*Exercise prompt:* Copy the lines from the start of the records through the line containing "column 790, row 1011", changing "disc" to "circle" and nothing else. Leave the pictures out of your answer.
*-*-*
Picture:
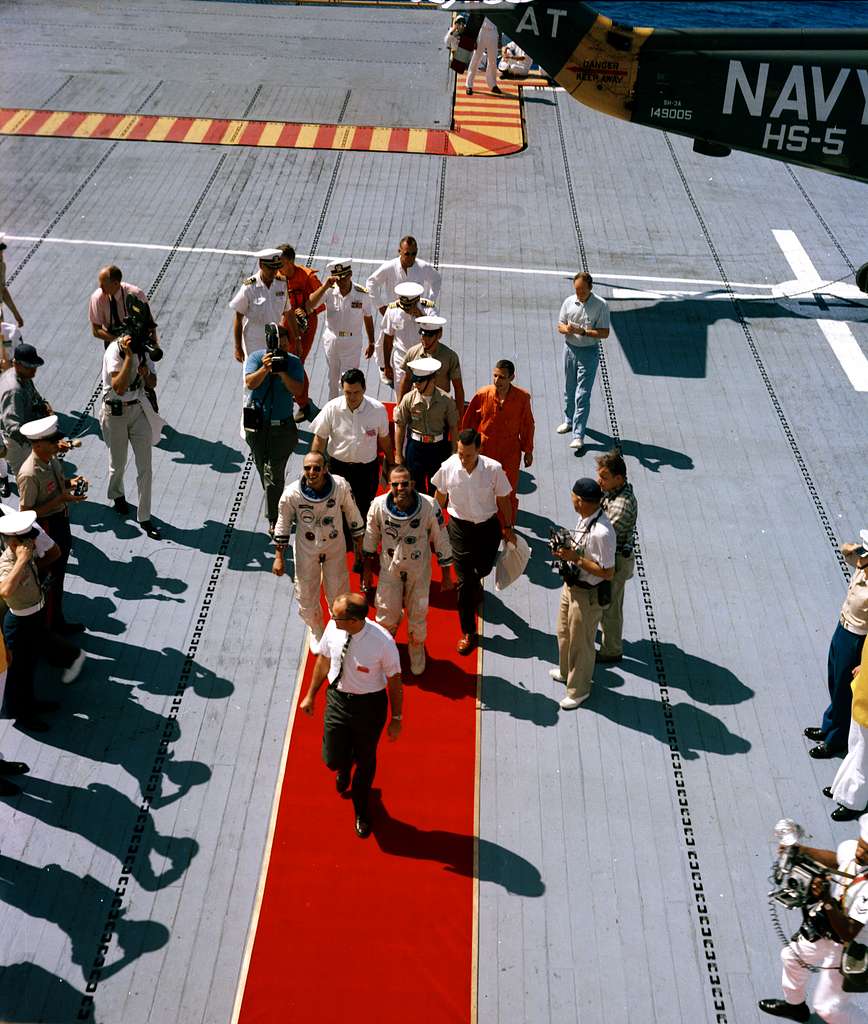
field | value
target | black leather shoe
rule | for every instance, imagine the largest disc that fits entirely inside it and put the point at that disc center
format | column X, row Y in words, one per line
column 841, row 813
column 790, row 1011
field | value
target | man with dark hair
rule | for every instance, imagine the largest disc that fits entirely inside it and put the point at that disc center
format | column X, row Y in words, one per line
column 360, row 662
column 502, row 415
column 474, row 489
column 621, row 509
column 583, row 322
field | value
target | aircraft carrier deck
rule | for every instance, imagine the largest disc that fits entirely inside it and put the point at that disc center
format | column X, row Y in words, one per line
column 623, row 850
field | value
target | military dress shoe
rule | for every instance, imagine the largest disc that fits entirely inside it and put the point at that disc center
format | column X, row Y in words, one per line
column 780, row 1008
column 822, row 752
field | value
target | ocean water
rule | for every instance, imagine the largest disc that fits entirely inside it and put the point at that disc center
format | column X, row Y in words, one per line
column 783, row 14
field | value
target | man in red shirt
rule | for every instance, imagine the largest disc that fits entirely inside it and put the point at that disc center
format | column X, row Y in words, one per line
column 301, row 284
column 502, row 414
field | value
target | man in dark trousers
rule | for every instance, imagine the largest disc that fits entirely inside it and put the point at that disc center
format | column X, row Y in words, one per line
column 360, row 662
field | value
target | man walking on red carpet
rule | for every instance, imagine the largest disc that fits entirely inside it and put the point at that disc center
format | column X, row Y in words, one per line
column 360, row 662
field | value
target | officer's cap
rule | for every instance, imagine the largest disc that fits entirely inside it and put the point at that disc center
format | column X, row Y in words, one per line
column 44, row 429
column 17, row 523
column 340, row 267
column 588, row 488
column 27, row 355
column 428, row 325
column 408, row 290
column 270, row 257
column 424, row 368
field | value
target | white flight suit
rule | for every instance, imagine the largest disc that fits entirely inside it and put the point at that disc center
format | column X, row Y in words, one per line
column 320, row 553
column 403, row 330
column 344, row 336
column 382, row 284
column 486, row 41
column 405, row 540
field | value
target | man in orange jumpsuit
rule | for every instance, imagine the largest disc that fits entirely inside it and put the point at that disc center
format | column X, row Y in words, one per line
column 301, row 284
column 501, row 413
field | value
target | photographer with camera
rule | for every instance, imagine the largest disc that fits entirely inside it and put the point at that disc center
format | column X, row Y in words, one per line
column 586, row 559
column 831, row 889
column 273, row 378
column 127, row 371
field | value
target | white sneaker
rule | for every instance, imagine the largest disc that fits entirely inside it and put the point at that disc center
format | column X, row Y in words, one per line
column 72, row 674
column 417, row 658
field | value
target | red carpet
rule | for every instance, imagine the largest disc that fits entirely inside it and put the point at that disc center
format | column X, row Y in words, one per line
column 379, row 929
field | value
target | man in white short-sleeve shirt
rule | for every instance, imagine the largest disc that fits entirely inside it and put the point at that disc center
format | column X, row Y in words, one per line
column 359, row 660
column 473, row 488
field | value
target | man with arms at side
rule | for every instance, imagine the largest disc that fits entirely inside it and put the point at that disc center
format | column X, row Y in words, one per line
column 473, row 488
column 360, row 662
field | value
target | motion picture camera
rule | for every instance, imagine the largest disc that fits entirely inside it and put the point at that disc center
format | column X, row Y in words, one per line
column 138, row 324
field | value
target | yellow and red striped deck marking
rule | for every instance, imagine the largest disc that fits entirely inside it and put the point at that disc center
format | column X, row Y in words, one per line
column 483, row 125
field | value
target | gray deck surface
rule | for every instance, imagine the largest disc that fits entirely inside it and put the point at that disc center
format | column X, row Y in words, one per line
column 648, row 812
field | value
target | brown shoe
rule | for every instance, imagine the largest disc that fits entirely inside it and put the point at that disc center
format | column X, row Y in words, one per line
column 467, row 643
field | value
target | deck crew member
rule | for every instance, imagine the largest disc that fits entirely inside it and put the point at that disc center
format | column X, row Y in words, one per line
column 583, row 322
column 448, row 376
column 502, row 415
column 360, row 662
column 317, row 506
column 621, row 509
column 19, row 402
column 426, row 425
column 405, row 266
column 473, row 488
column 272, row 380
column 301, row 284
column 351, row 429
column 125, row 421
column 403, row 526
column 260, row 300
column 593, row 553
column 349, row 316
column 844, row 652
column 43, row 487
column 400, row 330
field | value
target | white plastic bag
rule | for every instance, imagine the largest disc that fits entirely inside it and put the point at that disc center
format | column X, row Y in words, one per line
column 512, row 560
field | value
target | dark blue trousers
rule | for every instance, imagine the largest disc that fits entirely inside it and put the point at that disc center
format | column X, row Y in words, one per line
column 844, row 653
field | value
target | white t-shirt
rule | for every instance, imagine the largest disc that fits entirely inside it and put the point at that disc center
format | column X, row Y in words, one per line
column 371, row 657
column 473, row 497
column 352, row 433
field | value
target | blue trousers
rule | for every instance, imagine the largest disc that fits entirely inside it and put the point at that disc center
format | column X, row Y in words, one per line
column 844, row 653
column 579, row 373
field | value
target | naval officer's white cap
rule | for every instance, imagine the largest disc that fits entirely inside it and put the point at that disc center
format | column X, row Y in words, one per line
column 424, row 367
column 17, row 523
column 430, row 324
column 408, row 290
column 43, row 429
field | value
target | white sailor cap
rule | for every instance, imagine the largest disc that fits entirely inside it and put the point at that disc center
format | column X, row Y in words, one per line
column 17, row 523
column 340, row 267
column 270, row 257
column 408, row 290
column 44, row 429
column 431, row 324
column 424, row 367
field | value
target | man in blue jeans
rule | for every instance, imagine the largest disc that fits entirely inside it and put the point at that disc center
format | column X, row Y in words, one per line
column 583, row 321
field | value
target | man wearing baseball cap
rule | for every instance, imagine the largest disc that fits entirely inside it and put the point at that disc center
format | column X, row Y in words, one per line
column 592, row 555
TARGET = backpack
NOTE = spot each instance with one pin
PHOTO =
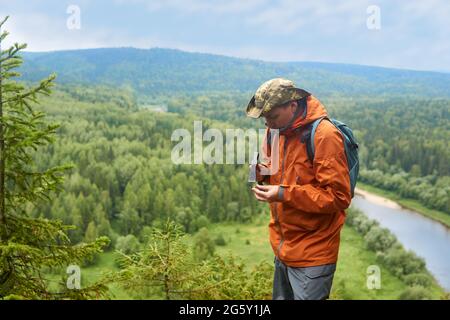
(350, 145)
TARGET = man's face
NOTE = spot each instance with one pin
(279, 117)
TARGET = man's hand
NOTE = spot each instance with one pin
(266, 193)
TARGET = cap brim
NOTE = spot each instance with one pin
(252, 111)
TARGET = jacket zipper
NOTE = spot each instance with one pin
(276, 211)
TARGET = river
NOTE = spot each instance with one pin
(429, 239)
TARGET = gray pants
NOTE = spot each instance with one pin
(309, 283)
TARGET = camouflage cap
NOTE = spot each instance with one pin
(273, 93)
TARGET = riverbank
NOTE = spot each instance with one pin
(392, 200)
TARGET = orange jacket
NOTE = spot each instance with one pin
(305, 225)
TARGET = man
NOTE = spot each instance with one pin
(306, 198)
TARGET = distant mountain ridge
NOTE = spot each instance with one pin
(157, 70)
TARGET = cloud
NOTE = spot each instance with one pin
(198, 6)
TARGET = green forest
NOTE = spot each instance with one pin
(87, 177)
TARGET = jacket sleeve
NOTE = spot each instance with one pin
(331, 193)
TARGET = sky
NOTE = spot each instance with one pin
(412, 34)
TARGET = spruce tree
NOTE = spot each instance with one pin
(29, 245)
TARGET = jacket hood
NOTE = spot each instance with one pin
(314, 110)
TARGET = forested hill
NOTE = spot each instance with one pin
(153, 71)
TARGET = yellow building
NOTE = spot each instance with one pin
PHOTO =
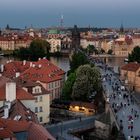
(83, 107)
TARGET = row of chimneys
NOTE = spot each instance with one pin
(10, 96)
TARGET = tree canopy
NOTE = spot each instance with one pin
(135, 55)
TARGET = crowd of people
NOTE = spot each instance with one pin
(122, 102)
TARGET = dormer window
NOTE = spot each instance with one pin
(36, 89)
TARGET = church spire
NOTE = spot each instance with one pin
(121, 28)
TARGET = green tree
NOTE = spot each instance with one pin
(110, 51)
(87, 81)
(67, 88)
(102, 51)
(135, 55)
(77, 60)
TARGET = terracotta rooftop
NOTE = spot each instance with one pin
(18, 109)
(131, 67)
(21, 94)
(34, 131)
(42, 70)
(83, 104)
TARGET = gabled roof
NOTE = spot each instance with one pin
(83, 104)
(131, 67)
(21, 94)
(9, 128)
(43, 71)
(18, 108)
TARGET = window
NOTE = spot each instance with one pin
(41, 119)
(40, 109)
(36, 110)
(40, 98)
(36, 99)
(139, 74)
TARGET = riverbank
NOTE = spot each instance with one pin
(107, 56)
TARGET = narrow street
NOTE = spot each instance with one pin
(126, 109)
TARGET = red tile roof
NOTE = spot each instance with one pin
(35, 131)
(21, 94)
(18, 108)
(83, 104)
(131, 67)
(43, 70)
(4, 132)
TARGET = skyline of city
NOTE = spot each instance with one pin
(99, 13)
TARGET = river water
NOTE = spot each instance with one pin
(63, 62)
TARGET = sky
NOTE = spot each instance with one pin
(44, 13)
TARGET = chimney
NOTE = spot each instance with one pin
(2, 67)
(10, 91)
(24, 62)
(31, 64)
(17, 74)
(39, 65)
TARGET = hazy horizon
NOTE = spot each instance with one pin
(44, 13)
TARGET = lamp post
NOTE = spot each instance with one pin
(61, 128)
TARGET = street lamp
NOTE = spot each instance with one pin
(61, 128)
*-*-*
*Final answer:*
Picture:
field | value
target | black leather shoe
rule | for every instance, imagine the largest circle that fits entirely inside it and put the point at that circle center
format | column X, row Y in words, one per line
column 841, row 813
column 790, row 1011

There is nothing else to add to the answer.